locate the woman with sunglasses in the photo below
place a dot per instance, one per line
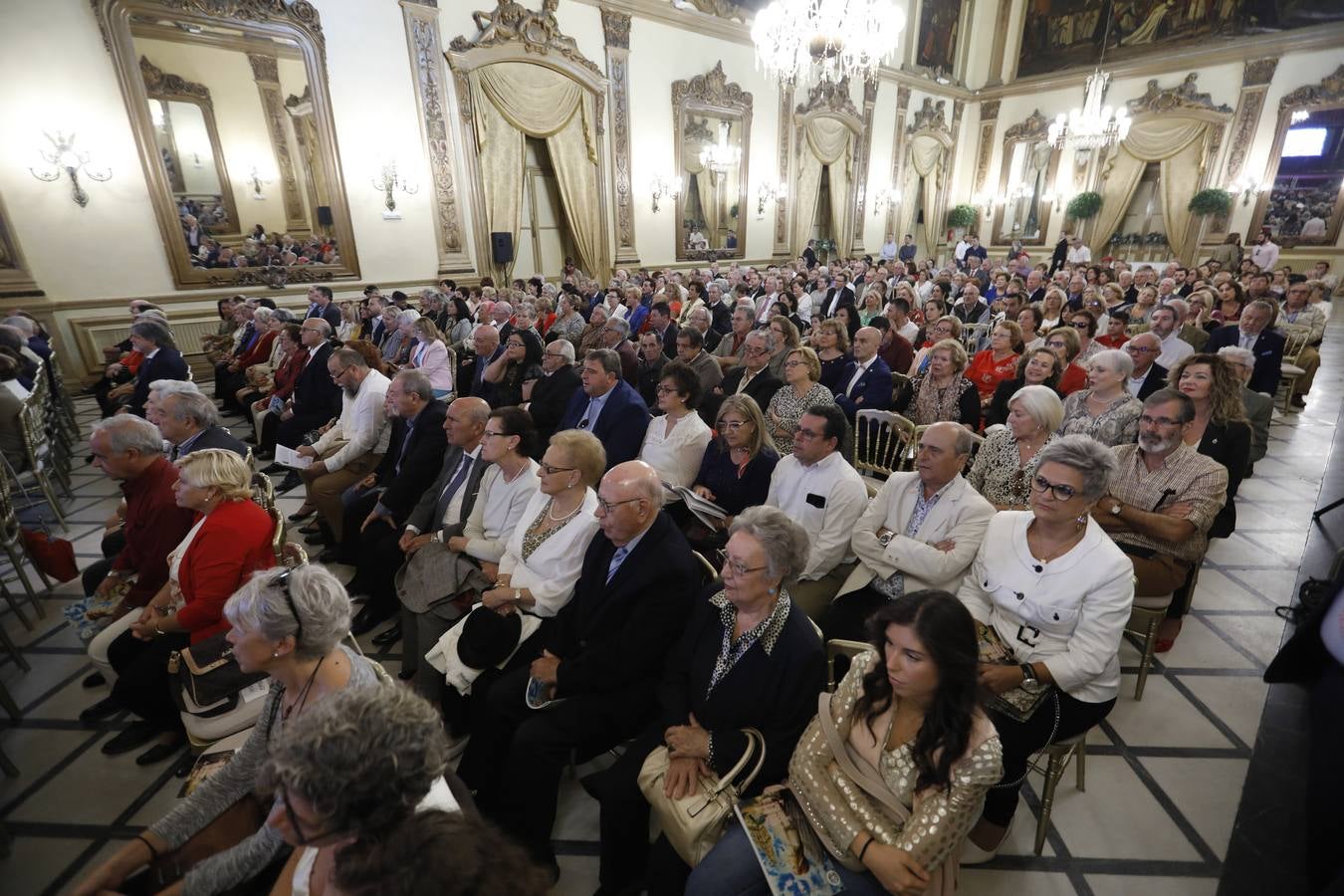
(289, 625)
(1055, 588)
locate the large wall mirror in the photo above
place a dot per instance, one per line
(233, 121)
(1305, 202)
(713, 140)
(1027, 181)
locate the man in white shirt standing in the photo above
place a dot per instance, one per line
(818, 489)
(1163, 326)
(352, 446)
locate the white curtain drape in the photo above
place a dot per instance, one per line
(1178, 145)
(514, 100)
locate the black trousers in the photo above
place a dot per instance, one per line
(142, 683)
(1021, 739)
(517, 754)
(628, 858)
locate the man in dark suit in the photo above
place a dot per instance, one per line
(376, 507)
(1148, 375)
(607, 407)
(749, 377)
(601, 660)
(866, 383)
(163, 361)
(1254, 334)
(316, 396)
(191, 422)
(552, 394)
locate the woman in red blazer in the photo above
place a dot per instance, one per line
(231, 539)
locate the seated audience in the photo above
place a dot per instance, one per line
(898, 827)
(230, 541)
(1058, 591)
(1163, 522)
(675, 441)
(1006, 464)
(601, 658)
(749, 657)
(1105, 410)
(818, 489)
(941, 392)
(921, 533)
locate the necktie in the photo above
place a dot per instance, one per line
(617, 559)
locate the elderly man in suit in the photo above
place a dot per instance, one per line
(607, 407)
(599, 660)
(1254, 332)
(922, 531)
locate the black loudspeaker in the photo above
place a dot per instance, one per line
(502, 247)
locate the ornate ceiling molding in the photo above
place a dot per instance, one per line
(1331, 91)
(1185, 96)
(538, 33)
(161, 85)
(711, 89)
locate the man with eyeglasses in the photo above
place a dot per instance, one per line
(607, 407)
(1162, 501)
(818, 489)
(922, 531)
(1148, 375)
(602, 658)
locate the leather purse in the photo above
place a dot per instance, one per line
(695, 823)
(208, 679)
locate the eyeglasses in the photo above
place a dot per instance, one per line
(1060, 491)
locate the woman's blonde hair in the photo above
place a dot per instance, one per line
(217, 469)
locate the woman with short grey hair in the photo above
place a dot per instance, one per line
(1054, 585)
(749, 658)
(287, 623)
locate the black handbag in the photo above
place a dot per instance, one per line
(208, 679)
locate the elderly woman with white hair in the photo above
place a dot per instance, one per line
(1052, 585)
(287, 623)
(1007, 461)
(1105, 410)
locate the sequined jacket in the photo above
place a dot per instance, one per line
(839, 808)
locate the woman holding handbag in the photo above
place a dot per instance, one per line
(891, 773)
(748, 660)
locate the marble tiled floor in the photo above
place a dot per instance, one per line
(1164, 776)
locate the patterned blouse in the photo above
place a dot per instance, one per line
(999, 473)
(789, 408)
(1117, 425)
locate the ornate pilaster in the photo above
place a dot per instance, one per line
(862, 152)
(426, 53)
(266, 74)
(615, 33)
(898, 152)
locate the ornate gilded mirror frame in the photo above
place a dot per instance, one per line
(1031, 131)
(169, 88)
(1327, 96)
(711, 97)
(295, 23)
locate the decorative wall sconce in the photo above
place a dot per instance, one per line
(660, 187)
(388, 183)
(64, 160)
(769, 192)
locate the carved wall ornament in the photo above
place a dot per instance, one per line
(1331, 91)
(713, 89)
(615, 29)
(538, 33)
(930, 115)
(1258, 73)
(1185, 96)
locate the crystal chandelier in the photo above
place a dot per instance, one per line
(825, 39)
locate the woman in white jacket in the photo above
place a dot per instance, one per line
(1058, 591)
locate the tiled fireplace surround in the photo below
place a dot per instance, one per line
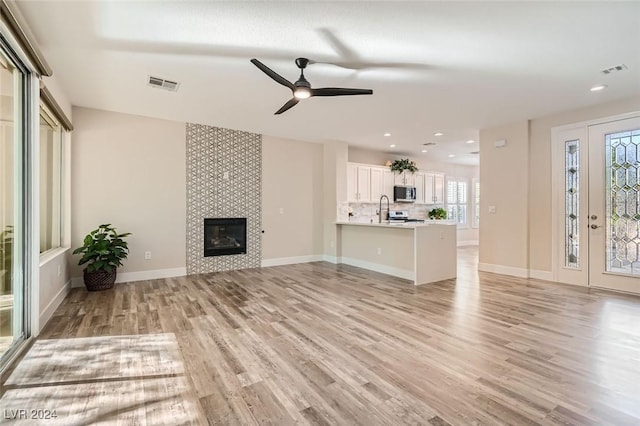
(224, 180)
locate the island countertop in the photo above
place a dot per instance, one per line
(422, 252)
(409, 225)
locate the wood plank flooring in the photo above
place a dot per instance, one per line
(323, 344)
(110, 380)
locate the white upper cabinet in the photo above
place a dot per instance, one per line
(366, 184)
(405, 179)
(358, 183)
(388, 181)
(420, 180)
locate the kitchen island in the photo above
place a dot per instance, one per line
(419, 252)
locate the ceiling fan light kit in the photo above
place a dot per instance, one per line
(301, 89)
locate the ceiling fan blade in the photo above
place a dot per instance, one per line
(338, 91)
(290, 104)
(274, 75)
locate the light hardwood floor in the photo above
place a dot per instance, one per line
(318, 343)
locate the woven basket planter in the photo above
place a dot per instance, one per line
(99, 280)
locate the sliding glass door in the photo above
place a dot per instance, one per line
(12, 206)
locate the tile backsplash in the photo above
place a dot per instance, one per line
(368, 212)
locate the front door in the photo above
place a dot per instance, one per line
(613, 216)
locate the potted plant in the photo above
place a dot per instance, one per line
(103, 250)
(438, 213)
(402, 166)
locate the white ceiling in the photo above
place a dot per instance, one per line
(452, 67)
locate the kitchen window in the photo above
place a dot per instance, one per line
(457, 201)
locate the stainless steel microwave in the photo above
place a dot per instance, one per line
(404, 194)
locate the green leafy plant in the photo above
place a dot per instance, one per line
(404, 165)
(6, 256)
(103, 249)
(438, 213)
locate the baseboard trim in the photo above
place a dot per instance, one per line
(291, 260)
(504, 270)
(127, 277)
(47, 312)
(541, 275)
(383, 269)
(330, 259)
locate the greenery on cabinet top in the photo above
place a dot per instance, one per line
(388, 168)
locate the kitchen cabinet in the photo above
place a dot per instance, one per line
(366, 184)
(388, 181)
(419, 181)
(434, 188)
(358, 183)
(406, 179)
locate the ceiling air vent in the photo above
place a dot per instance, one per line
(617, 68)
(161, 83)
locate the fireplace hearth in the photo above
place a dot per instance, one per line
(225, 236)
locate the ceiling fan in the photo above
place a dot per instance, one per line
(302, 88)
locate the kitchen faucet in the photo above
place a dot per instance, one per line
(380, 208)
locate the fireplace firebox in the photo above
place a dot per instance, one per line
(224, 236)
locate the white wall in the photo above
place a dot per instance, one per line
(504, 183)
(292, 200)
(129, 171)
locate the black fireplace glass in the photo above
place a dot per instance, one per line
(224, 236)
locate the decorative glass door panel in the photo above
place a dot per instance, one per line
(614, 205)
(572, 204)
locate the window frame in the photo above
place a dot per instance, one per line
(52, 119)
(457, 203)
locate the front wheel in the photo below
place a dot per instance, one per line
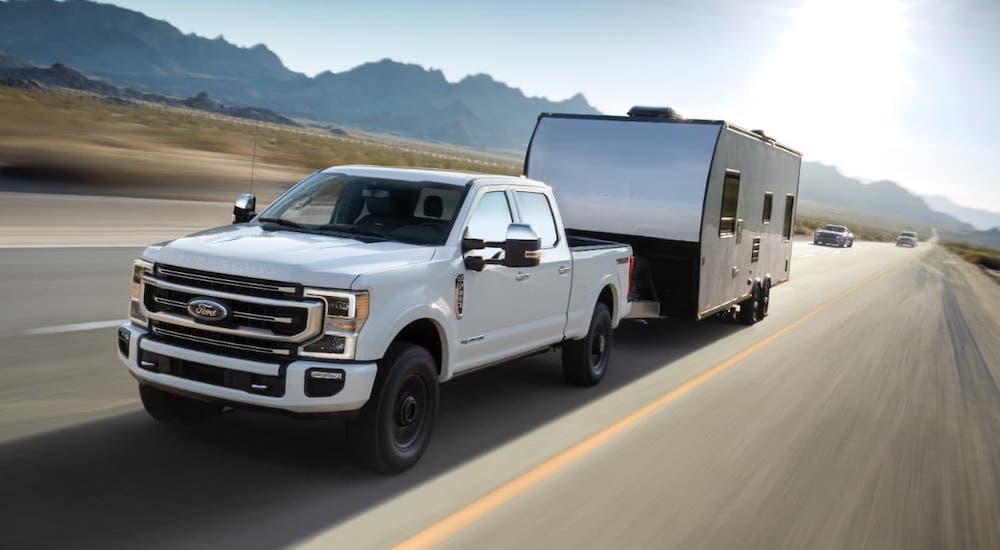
(586, 360)
(176, 410)
(394, 427)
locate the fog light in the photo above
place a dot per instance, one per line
(124, 338)
(327, 344)
(323, 382)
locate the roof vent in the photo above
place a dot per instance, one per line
(654, 112)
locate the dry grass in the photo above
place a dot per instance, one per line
(166, 152)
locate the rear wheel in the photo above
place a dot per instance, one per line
(394, 427)
(176, 410)
(586, 360)
(750, 308)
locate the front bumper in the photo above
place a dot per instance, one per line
(359, 378)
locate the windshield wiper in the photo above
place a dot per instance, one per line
(362, 231)
(285, 223)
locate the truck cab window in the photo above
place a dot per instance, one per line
(491, 217)
(536, 211)
(786, 230)
(730, 203)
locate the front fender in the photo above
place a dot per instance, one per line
(439, 312)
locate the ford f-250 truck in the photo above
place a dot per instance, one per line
(360, 290)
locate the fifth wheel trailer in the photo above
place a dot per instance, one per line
(707, 206)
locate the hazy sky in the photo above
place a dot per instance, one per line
(907, 90)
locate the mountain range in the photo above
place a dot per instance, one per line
(825, 184)
(977, 217)
(131, 50)
(134, 56)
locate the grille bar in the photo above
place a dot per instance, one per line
(211, 341)
(238, 314)
(313, 323)
(227, 281)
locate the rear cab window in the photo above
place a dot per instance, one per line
(537, 212)
(489, 220)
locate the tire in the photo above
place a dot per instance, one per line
(394, 427)
(750, 307)
(176, 410)
(765, 300)
(586, 360)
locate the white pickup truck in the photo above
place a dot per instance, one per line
(360, 290)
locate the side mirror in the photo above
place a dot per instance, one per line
(243, 209)
(522, 248)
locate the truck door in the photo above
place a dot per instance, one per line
(549, 282)
(491, 323)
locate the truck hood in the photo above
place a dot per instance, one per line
(286, 256)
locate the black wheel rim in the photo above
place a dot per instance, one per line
(599, 345)
(409, 413)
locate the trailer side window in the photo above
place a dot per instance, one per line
(786, 231)
(730, 202)
(537, 212)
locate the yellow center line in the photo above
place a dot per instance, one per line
(449, 525)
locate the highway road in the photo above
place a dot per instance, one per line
(864, 412)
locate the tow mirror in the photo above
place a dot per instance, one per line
(243, 209)
(522, 248)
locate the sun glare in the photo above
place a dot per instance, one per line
(838, 67)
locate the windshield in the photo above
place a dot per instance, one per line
(367, 208)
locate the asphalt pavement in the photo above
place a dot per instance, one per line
(863, 412)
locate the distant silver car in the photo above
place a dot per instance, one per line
(836, 235)
(907, 238)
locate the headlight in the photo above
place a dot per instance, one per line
(346, 313)
(139, 268)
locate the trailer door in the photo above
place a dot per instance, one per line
(731, 230)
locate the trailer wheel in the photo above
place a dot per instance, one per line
(176, 410)
(586, 360)
(394, 427)
(750, 308)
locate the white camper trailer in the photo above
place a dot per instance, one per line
(708, 207)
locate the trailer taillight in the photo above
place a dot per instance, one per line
(631, 268)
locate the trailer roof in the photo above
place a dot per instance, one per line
(728, 125)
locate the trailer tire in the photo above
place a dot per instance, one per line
(750, 308)
(394, 427)
(765, 300)
(176, 410)
(586, 360)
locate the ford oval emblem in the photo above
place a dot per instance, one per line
(208, 310)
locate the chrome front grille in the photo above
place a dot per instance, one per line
(226, 283)
(256, 325)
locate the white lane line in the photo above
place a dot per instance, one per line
(116, 245)
(75, 327)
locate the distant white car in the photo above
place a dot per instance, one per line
(836, 235)
(907, 238)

- What to produce: Among the records above, only the lines between the line holding "locate the trailer wheel in the photo above" and the line holding "locate the distant white", inclusive, are to be output, exactly as written.

- Solution to this problem:
locate the trailer wheel in the photo above
place a dot per instance, one per line
(176, 410)
(586, 360)
(394, 427)
(750, 308)
locate the white camper trailer in the photo above
place a dot per instance, one per line
(708, 207)
locate the trailer taillight in the photo above
place a dot per instance, one per line
(631, 268)
locate the trailer roof in the photo above
place a dot per instance, one per line
(728, 125)
locate the trailer tire in the photo above
place a dot per instance, one per line
(750, 308)
(394, 427)
(765, 300)
(176, 410)
(586, 360)
locate the ford oval emblem in the photo above
place a dot per instance, one per line
(208, 310)
locate the chrome front grille in the photo above
place a dot per instance, one per line
(226, 283)
(256, 325)
locate the white lane line in the photo above
place a dot per instance, one per line
(116, 245)
(75, 327)
locate the distant white car in the photo above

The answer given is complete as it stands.